_What the exercise asks_
Copy out all of the records below word for word, keeping each line unchanged.

_Data_
------------------------------------------------------------------------
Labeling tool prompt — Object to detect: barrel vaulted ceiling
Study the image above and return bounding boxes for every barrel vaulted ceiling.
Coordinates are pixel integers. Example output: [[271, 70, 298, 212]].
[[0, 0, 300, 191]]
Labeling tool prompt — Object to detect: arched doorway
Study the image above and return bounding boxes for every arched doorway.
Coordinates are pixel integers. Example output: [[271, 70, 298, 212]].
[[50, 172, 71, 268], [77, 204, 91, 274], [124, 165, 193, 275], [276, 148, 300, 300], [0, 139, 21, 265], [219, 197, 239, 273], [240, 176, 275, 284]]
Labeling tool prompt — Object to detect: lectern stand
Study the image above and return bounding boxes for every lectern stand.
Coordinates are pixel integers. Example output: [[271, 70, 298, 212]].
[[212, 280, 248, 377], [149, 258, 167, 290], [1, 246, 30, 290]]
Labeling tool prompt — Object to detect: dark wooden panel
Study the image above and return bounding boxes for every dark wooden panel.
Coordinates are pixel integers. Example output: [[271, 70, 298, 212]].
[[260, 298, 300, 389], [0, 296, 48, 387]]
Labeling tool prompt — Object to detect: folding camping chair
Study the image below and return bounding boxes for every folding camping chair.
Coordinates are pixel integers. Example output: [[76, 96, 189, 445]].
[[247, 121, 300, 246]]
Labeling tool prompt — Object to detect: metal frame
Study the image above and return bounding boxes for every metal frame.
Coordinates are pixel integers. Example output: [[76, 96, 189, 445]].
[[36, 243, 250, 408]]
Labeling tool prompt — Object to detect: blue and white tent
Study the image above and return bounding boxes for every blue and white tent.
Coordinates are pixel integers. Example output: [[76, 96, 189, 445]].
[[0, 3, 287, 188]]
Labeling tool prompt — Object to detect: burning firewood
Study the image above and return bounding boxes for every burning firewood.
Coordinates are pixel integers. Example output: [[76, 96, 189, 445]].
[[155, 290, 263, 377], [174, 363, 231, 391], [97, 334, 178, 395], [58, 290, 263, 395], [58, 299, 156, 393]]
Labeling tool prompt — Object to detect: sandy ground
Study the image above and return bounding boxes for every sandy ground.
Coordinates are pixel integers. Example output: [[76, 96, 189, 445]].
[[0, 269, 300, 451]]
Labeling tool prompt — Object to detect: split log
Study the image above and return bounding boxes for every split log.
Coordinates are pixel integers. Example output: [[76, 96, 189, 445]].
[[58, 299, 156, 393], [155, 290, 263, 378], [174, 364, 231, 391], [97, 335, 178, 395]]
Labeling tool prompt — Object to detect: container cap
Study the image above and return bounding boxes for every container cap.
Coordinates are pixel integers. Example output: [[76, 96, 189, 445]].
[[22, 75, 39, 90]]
------------------------------------------------------------------------
_Answer to the problem_
Labeling tool prompt — Object to detect: barrel vaulted ceiling
Study the image above and return bounding boxes for every barrel vaulted ceiling.
Coordinates are pixel integers. Example output: [[271, 70, 298, 212]].
[[0, 0, 300, 191]]
Labeling tool prompt — Object to detect: arched doorway
Study the image above and return bounding boxes for every arched doorway.
Coordinates are pixel integers. Example output: [[271, 70, 298, 212]].
[[50, 172, 71, 268], [77, 204, 91, 274], [124, 165, 193, 275], [276, 148, 300, 300], [0, 139, 21, 265], [219, 197, 239, 273], [240, 176, 275, 284]]
Labeling tool prompt — Object to detect: lectern stand
Study the image above and return bounding boxes for every lectern stand.
Coordinates are pixel integers. Example output: [[271, 70, 298, 212]].
[[212, 280, 248, 377], [149, 258, 167, 290], [1, 246, 30, 290]]
Labeling tool prompt — Object to detect: dark wooden panel
Study the image above and return bounding boxes for every dark wooden panel.
Coordinates are pixel integers. Example output: [[271, 70, 298, 212]].
[[260, 298, 300, 389], [0, 296, 48, 387]]
Labeling tool prompt — Object to detect: folding camping chair
Study the image below and return bounding boxes for every folding camping chair.
Coordinates are pixel integers. Example output: [[76, 96, 189, 445]].
[[247, 121, 300, 246]]
Labeling tool prompt — Object to detect: metal frame
Study the image above and return bounding boxes for every metal frame.
Coordinates are pixel integers. Example output: [[76, 96, 189, 445]].
[[36, 243, 250, 408]]
Labeling tool prompt — Object to detect: blue and white tent
Study the image above and return bounding boxes for every blue and white tent.
Coordinates are pixel integers. Example output: [[76, 96, 189, 445]].
[[0, 3, 287, 188]]
Labeling tool prompt — Object to detect: burning firewood
Study the image above and return bounding boxes for every burning firewood.
Coordinates are pixel integers. Example output: [[76, 96, 189, 445]].
[[155, 290, 263, 377], [174, 363, 231, 391], [97, 334, 178, 395], [58, 290, 263, 395], [58, 299, 156, 393]]
Labeling tool prompt — Object to detect: sandy ground
Study the image above and return bounding boxes for every sandy ground.
Coordinates are pixel integers. Example output: [[76, 96, 189, 445]].
[[0, 269, 300, 451]]
Labeling tool prompt — Object to detect: split log
Study the image above and return bounding boxes for every split log.
Coordinates are pixel integers. Example output: [[76, 96, 189, 445]].
[[58, 299, 156, 393], [155, 290, 263, 378], [174, 364, 231, 391], [97, 335, 178, 395]]
Labeling tool prompt — Object to detect: container cap
Study the image above and return bounding boxes for every container cap.
Coordinates are pixel integers. Example output: [[76, 96, 189, 445]].
[[22, 75, 39, 90]]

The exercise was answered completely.